**** Passage proposé ****

Imaginez une scène où des milliers de spectateurs, cachés derrière leurs écrans, assistent à des actes de violence diffusés en direct, encouragés par des dons et des commentaires acerbes. C’est dans cet univers sombre du streaming en ligne que Raphaël Graven, connu sous le pseudonyme de Jean Pormanove, a trouvé la mort le 18 août 2025, à seulement 46 ans. Ce drame, survenu en plein direct sur la plateforme Kick, a secoué la communauté numérique et relancé un débat brûlant sur la responsabilité des plateformes face aux contenus illicites. Alors que la ministre déléguée à l’Intelligence artificielle et au Numérique, Clara Chappaz, annonce saisir l’ARCOM et le portail Pharos, des voix s’élèvent : pourquoi n’a-t-elle pas agi plus tôt face à des signalements répétés depuis des mois ?

****

* _Vos tâches_
[1] Répondez à ces questions d'après le passage :
(a) À quelle date Raphaël Graven est-il mort ?
(b) Sur quelle plateforme le drame a-t-il eu lieu ?
(c) Quels organismes Clara Chappaz annonce-t-elle saisir ?
[2] Relevez toutes les plateformes, institutions et services désignés par un nom propre dans le passage.
Les items n'ont aucun rôle dans ce travail.

**** Données fournies ****

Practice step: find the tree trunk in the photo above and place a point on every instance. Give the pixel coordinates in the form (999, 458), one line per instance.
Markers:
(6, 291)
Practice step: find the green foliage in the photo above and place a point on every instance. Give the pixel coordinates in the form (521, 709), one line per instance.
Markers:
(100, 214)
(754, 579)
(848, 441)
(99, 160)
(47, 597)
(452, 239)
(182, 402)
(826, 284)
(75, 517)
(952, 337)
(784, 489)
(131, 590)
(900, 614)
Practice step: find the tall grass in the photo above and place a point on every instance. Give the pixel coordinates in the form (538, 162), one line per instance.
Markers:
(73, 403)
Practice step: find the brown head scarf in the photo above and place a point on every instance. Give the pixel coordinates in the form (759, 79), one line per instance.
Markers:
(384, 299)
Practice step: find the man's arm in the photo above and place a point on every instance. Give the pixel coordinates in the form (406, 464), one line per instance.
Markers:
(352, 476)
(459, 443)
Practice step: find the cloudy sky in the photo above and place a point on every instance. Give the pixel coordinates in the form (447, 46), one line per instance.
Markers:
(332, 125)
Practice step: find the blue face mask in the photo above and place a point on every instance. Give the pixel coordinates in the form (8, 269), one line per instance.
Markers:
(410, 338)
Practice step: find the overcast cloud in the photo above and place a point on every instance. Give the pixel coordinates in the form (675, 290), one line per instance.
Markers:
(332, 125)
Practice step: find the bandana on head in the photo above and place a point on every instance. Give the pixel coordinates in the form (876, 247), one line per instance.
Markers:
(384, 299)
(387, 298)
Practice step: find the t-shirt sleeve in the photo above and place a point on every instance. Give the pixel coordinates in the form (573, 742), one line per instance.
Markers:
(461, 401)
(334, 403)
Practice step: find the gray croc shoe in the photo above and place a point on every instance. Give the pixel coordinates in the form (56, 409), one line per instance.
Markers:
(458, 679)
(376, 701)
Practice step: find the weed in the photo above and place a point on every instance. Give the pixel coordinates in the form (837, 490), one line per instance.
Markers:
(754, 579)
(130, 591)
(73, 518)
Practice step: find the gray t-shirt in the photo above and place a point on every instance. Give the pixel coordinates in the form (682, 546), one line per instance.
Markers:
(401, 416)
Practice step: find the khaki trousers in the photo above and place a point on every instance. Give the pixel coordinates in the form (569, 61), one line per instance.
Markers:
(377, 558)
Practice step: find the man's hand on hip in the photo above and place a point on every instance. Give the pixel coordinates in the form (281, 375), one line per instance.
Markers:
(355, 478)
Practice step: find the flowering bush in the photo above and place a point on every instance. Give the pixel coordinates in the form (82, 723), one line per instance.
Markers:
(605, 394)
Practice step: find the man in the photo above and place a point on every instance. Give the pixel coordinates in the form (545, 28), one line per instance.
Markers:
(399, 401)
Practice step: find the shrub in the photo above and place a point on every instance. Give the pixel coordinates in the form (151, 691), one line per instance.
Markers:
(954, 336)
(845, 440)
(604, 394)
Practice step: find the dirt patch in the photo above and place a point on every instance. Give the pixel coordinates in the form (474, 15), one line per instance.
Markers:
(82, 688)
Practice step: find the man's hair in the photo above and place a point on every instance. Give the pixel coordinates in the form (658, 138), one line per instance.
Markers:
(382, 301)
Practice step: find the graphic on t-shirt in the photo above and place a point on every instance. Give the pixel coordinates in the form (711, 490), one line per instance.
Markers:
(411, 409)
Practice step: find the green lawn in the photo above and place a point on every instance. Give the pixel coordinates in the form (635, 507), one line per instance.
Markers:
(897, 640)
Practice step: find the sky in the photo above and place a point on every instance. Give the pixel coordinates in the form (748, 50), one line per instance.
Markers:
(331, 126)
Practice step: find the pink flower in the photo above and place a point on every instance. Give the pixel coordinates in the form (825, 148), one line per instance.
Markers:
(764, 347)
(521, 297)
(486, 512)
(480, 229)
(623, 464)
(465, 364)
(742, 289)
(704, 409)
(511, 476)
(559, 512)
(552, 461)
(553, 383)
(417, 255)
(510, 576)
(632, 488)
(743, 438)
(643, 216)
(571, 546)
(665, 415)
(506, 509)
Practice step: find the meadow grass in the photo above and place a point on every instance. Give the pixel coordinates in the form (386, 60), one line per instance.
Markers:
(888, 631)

****

* _Résultats de l'exercice_
[1]
(a) Le 18 août 2025.
(b) Sur la plateforme Kick.
(c) L'ARCOM et le portail Pharos.

[2] Kick, ARCOM, Pharos